- **Description of the task**: Pull every line that includes the word "below" from the data.

______________________________

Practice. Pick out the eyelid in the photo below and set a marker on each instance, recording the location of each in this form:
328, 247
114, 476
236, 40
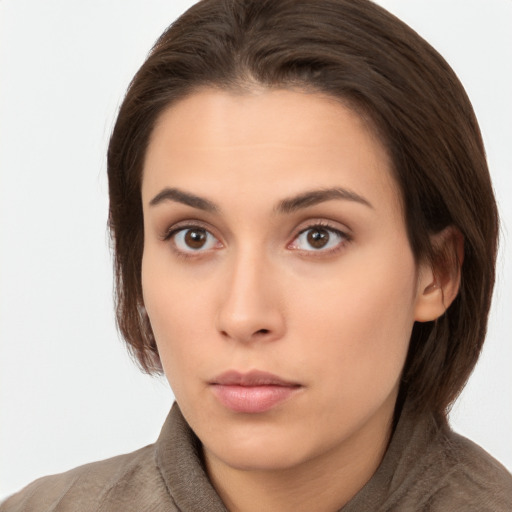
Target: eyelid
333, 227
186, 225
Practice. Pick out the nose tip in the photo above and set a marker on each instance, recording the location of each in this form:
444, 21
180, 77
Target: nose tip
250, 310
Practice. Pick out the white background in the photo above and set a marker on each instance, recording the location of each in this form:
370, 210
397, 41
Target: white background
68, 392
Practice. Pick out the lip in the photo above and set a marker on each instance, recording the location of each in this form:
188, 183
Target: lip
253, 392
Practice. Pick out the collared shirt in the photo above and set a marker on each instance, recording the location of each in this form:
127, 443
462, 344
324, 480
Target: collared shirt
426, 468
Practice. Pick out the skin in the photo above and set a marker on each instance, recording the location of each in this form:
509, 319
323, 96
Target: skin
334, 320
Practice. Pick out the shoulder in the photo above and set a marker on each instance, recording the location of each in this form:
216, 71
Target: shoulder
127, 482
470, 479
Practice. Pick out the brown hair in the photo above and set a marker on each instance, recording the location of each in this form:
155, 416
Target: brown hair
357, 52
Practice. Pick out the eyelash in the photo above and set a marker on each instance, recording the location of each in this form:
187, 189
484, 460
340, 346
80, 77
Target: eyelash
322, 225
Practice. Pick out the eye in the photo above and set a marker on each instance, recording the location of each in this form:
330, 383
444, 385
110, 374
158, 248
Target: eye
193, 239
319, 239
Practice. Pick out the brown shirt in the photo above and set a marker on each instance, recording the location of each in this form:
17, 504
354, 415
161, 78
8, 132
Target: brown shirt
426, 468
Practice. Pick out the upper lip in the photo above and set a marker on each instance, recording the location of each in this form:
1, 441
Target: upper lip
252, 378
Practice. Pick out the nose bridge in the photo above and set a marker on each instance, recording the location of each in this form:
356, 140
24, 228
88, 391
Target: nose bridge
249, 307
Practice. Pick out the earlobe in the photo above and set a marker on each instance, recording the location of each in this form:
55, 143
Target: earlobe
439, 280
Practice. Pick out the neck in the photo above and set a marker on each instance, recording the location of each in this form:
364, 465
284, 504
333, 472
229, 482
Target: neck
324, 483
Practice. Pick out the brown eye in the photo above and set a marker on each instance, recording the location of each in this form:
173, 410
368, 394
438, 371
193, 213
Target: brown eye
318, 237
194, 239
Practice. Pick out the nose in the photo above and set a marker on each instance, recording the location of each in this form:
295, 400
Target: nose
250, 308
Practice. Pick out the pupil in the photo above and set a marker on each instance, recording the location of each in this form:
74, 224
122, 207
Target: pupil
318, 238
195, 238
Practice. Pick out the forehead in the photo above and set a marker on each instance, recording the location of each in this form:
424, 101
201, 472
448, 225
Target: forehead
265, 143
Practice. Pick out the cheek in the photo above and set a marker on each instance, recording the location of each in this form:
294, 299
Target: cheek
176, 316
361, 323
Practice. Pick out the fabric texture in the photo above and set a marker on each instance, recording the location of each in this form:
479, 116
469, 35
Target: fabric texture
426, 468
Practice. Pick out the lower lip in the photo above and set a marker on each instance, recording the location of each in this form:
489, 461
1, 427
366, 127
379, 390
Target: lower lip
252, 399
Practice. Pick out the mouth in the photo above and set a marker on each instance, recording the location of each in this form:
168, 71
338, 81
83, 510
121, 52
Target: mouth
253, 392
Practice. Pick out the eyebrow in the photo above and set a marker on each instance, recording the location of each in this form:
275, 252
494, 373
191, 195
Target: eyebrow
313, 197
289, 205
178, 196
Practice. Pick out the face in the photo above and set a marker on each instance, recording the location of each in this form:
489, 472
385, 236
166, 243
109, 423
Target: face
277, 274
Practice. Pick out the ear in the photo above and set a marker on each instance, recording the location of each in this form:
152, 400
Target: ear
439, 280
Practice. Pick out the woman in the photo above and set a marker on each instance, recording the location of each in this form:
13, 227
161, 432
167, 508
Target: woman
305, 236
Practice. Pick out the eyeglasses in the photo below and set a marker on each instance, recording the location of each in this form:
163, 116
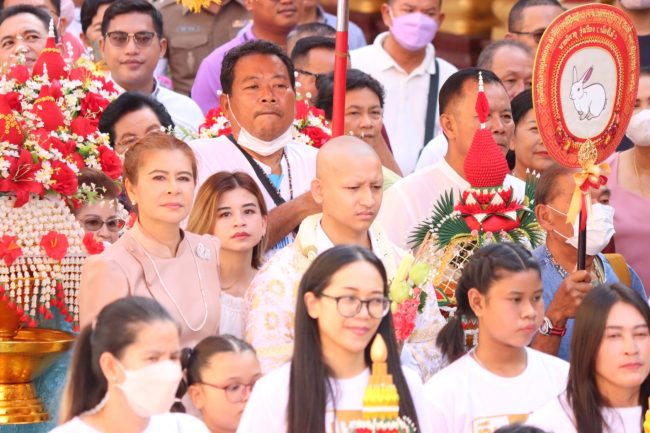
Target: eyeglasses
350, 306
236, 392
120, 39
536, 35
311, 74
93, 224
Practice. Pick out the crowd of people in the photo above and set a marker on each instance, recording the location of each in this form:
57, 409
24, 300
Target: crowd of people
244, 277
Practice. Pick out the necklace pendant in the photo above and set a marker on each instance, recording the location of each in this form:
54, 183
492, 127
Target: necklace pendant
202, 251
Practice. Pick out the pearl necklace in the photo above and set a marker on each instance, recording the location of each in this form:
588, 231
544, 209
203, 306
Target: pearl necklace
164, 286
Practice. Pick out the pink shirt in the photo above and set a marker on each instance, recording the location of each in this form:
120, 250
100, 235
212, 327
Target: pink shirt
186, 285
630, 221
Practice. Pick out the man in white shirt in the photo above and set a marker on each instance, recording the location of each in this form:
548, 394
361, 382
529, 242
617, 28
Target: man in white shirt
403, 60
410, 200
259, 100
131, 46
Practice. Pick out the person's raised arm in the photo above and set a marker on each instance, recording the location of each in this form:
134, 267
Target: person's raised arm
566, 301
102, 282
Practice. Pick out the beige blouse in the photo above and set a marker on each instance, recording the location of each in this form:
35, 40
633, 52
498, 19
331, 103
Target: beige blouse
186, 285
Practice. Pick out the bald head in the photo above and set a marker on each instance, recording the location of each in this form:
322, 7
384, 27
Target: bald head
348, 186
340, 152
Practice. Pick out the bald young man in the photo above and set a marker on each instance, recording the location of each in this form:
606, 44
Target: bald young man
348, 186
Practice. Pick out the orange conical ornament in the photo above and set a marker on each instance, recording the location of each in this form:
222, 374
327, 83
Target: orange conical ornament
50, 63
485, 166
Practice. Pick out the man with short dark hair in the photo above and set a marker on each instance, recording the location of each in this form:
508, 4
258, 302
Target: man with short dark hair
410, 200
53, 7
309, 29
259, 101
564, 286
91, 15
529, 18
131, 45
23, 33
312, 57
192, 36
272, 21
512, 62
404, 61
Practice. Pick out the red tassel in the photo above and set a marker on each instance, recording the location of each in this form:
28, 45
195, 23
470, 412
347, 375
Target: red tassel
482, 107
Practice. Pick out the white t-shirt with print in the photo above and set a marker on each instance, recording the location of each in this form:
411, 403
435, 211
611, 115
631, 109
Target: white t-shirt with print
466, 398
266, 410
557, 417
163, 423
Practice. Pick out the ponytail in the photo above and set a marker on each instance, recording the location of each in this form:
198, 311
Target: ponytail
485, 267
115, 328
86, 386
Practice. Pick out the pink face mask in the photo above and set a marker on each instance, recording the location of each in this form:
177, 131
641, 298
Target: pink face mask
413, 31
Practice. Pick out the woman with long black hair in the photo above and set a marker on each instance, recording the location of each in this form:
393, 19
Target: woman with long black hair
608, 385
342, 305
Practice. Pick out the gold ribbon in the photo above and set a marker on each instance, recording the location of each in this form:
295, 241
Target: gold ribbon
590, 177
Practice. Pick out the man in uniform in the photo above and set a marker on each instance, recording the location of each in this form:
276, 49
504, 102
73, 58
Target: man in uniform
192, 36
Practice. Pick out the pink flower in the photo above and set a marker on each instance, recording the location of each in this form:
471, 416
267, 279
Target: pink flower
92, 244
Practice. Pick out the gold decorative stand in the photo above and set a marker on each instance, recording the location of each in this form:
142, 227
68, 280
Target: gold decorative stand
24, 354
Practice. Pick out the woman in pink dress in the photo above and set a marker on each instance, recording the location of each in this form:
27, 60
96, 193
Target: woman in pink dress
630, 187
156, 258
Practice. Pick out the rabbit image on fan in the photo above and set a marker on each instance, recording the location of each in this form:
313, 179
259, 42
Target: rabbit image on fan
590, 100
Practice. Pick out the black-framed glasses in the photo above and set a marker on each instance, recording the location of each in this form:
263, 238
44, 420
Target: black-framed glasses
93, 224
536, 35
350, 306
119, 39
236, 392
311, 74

______________________________

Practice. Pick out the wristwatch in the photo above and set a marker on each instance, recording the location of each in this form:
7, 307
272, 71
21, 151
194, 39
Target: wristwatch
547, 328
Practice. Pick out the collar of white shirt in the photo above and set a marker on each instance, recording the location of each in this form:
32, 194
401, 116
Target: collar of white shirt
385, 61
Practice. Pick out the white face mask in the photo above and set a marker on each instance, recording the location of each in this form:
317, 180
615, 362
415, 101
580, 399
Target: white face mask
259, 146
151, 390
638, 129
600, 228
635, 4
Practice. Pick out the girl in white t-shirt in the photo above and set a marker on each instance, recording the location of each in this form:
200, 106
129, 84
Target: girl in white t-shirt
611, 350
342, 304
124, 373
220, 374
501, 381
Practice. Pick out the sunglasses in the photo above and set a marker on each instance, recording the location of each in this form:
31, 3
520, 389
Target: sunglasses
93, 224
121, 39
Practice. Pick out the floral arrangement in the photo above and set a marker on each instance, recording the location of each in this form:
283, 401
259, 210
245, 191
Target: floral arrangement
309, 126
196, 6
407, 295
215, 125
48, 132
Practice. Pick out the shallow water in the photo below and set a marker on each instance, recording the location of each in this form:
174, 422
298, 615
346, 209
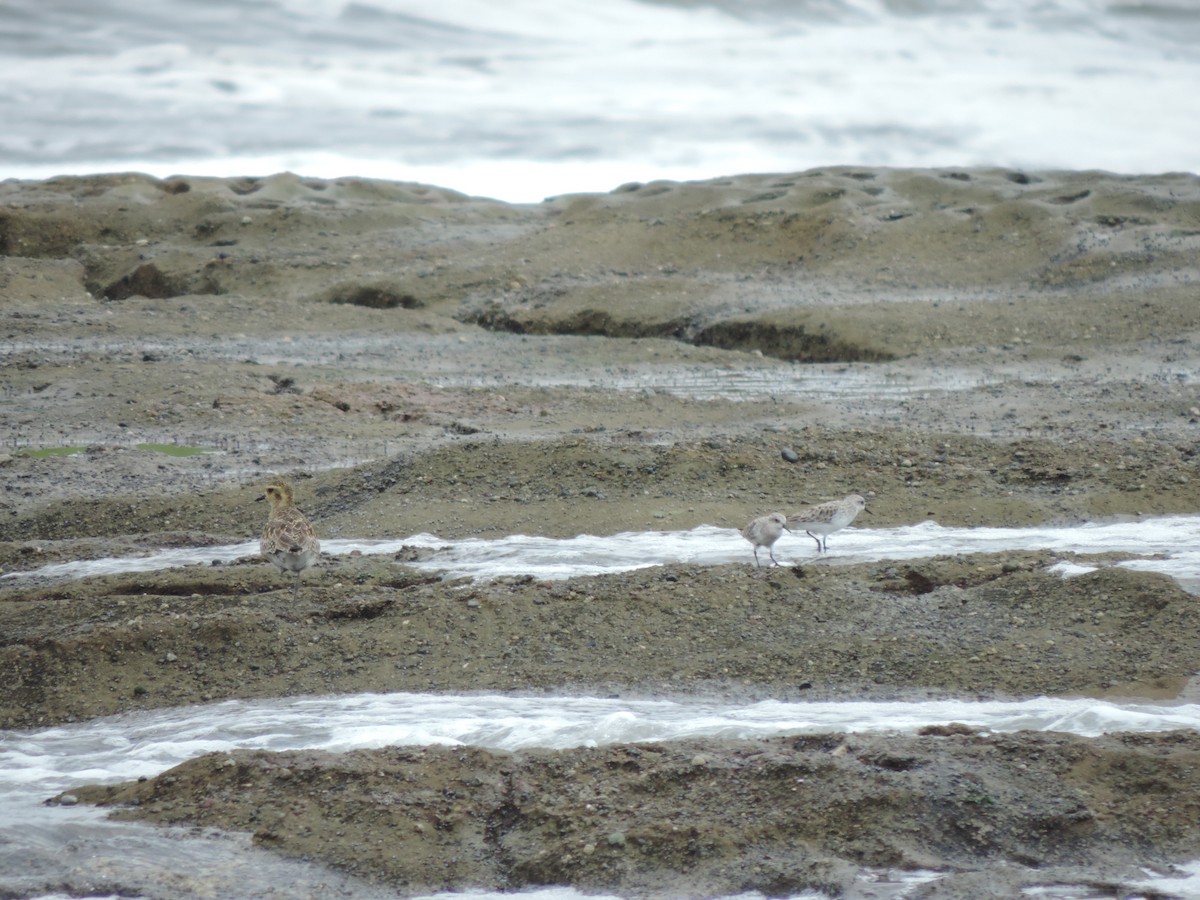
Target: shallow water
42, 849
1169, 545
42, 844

______________________________

- **Reply to the exercise**:
Practice. Pick out the eyelid in the photo below and set a marker on each instance, recording the location of each in this form:
Practice. Pick out the eyeglasses in the photo below and set a marker on each instance, recording the location of each in this form:
Practice. Pick out the shallow water in the photo below and set a marker on each instance, recording the location of each in this form:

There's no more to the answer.